**TASKS FOR THIS EXERCISE:**
[1] According to the section on killing factors versus reduced squads, what tactic usually finishes off low strength squads?
[2] Summarize the section on killing factors versus reduced squads in two sentences.

**TEXT EXTRACT:**
****************

10. Killing Factors vs. reduced squads

Choosing one target and attempting to annihilate it to the last man by fire combat does not usually work well in this game. For example, if you have a company of troops with high effectiveness pouring it on to one squad that has been pinned in the open for 3 rounds with seemingly little result, the target squad has probably suffered quite a bit of damage. This is almost guaranteed when the enemy unit in question is delivering ineffective return fire on your units (short tracers).

As a squad suffers casualties in a 40m hex in Squad Battles, the lower the "crowding factor" and the harder it becomes to score kills vs. said unit. An allied squad in Nam usually numbers 10-12 men. A NVA-VC squad can be anywhere from 4-12 troops. Japanese squads can get upwards of 15 men, while USMC squads in WW2 are 8-12 strong. While high numbers are excellent for the assault, all these bodies packed in a small space tend to take higher casualties as a result of fire combat, especially when stacked.

At this stage, highlight the enemy unit and recon it as described in the last section. If so reduced, other than the spotting capabilities of this unit at this strength, the amount of damage it will be able to cause on average is usually considerably low. Wasting rounds on an ineffective enemy unit is exactly that - a waste.

Again, you need to decide for yourself given the situation. If the target squad is scoring kills on your units at low levels of effectiveness, then said squad is very lucky and there is not much you can do short of continuing to attempt to destroy it completely. If the squad becomes a terrible nuisance in the aspect of gathering recon against you or killing your troops, maneuver a squad or two adjacent and assault it. This tactic usually finishes off low strength squads.

****************

Bounding-box records:
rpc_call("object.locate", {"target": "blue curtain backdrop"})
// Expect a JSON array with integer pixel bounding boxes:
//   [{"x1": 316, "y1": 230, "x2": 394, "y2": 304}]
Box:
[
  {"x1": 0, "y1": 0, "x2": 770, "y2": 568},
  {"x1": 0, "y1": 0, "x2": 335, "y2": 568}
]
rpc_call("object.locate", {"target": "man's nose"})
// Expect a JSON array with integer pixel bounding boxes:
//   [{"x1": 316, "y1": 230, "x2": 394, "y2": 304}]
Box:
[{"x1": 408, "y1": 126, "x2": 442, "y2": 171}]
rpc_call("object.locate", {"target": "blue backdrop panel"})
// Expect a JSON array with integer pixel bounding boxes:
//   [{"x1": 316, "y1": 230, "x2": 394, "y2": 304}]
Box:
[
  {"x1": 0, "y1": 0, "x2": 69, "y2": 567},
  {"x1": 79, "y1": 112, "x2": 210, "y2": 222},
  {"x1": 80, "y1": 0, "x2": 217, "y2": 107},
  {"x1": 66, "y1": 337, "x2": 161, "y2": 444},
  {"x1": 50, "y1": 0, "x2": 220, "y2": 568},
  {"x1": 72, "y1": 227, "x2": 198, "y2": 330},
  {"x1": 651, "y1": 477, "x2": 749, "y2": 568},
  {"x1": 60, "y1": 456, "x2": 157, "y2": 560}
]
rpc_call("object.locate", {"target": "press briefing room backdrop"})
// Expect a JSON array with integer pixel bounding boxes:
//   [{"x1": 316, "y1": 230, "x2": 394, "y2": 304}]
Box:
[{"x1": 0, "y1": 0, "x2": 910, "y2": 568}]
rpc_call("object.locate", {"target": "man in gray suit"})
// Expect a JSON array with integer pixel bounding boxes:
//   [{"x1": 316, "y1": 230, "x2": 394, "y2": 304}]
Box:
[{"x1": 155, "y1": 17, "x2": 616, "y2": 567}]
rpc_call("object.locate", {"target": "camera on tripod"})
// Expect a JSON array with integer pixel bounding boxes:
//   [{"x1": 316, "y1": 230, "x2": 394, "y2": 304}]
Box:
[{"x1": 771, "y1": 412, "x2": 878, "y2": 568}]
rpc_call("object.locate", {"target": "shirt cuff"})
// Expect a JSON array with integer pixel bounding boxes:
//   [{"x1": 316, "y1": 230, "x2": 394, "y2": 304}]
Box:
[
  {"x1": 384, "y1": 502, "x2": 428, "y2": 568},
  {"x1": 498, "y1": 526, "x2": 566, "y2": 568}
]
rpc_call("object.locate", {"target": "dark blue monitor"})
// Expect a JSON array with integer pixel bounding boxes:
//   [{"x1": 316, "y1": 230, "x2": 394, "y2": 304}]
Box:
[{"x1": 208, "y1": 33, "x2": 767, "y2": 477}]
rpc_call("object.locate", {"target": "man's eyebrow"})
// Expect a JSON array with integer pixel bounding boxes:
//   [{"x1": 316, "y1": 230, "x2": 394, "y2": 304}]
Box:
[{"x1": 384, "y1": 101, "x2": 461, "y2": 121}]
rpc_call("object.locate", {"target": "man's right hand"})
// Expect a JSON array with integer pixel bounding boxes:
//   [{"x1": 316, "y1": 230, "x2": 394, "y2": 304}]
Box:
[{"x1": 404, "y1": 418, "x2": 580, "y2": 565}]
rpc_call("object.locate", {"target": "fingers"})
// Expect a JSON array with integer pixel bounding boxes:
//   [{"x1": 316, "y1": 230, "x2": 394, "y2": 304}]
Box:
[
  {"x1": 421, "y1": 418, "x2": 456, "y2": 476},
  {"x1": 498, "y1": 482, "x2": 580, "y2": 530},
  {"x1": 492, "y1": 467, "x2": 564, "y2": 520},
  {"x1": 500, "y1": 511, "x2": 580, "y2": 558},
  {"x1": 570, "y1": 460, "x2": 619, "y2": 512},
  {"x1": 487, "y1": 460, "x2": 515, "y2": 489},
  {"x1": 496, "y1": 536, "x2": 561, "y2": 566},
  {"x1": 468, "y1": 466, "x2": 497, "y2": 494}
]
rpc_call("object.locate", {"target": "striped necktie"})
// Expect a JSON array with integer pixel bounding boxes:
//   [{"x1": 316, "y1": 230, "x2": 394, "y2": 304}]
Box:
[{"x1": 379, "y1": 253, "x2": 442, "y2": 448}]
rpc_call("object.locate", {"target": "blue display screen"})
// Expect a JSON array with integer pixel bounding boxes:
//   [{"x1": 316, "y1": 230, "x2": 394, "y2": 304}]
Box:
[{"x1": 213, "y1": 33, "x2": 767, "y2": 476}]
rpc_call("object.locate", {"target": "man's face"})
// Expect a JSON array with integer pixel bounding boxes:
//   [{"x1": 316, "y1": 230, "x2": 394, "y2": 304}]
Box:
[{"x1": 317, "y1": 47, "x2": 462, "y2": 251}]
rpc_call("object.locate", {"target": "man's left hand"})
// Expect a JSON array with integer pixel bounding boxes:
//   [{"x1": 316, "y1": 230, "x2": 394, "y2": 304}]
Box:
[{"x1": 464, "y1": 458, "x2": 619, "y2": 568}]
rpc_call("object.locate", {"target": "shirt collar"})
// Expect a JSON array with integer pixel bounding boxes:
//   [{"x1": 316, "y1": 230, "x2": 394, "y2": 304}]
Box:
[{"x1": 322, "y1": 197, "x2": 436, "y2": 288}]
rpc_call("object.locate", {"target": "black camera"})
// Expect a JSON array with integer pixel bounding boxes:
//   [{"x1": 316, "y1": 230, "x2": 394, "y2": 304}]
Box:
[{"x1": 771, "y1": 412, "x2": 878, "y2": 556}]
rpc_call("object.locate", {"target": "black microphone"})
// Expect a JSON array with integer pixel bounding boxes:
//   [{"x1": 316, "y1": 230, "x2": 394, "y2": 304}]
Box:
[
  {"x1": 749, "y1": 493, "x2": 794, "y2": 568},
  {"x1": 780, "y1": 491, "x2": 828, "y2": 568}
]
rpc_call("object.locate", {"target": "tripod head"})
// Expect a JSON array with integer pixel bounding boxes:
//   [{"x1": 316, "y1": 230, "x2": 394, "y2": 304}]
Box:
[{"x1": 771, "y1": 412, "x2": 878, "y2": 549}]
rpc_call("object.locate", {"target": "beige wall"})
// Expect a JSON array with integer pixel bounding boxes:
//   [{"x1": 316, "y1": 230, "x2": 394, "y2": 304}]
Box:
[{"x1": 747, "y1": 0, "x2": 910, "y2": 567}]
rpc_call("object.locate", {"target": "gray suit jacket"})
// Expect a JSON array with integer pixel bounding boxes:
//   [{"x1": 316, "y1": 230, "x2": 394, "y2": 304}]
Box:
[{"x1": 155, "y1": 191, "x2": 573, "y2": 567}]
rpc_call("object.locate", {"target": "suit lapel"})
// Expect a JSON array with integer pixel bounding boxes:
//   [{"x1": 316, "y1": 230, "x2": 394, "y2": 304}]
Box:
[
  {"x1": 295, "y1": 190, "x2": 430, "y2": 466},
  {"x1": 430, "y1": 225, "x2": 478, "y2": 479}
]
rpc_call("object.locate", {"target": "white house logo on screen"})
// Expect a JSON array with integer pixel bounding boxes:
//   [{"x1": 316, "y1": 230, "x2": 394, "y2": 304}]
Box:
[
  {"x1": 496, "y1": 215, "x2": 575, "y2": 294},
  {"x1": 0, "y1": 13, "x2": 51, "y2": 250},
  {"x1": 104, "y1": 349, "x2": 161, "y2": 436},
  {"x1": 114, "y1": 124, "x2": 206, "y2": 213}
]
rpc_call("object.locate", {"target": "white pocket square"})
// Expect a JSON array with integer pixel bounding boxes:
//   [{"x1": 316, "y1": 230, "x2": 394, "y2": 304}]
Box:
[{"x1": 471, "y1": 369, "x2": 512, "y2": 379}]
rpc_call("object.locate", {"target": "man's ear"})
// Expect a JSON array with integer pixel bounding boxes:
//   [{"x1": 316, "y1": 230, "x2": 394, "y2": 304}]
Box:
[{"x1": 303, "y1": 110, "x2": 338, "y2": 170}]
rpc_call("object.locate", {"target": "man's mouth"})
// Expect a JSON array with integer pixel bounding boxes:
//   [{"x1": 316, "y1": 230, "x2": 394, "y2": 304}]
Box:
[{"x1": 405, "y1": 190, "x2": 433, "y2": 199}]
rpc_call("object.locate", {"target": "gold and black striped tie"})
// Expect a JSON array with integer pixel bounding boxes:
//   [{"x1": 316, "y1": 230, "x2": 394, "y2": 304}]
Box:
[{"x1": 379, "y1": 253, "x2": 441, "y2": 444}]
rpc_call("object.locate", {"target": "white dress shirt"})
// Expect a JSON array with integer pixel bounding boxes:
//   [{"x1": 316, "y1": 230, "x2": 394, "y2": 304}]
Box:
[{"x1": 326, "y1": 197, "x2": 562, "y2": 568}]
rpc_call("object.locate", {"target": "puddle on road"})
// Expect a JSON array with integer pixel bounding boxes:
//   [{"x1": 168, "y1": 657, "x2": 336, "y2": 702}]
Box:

****************

**REPLIES:**
[1] Maneuvering a squad or two adjacent to the enemy squad and assaulting it.

[2] Trying to annihilate one target to the last man by fire combat usually works poorly, because as a squad suffers casualties its crowding factor drops and kills against it become harder to score. A badly reduced squad usually causes little damage, so firing on it is a waste, but if it becomes a serious nuisance by gathering recon or killing your troops, you can move a squad or two adjacent and assault it.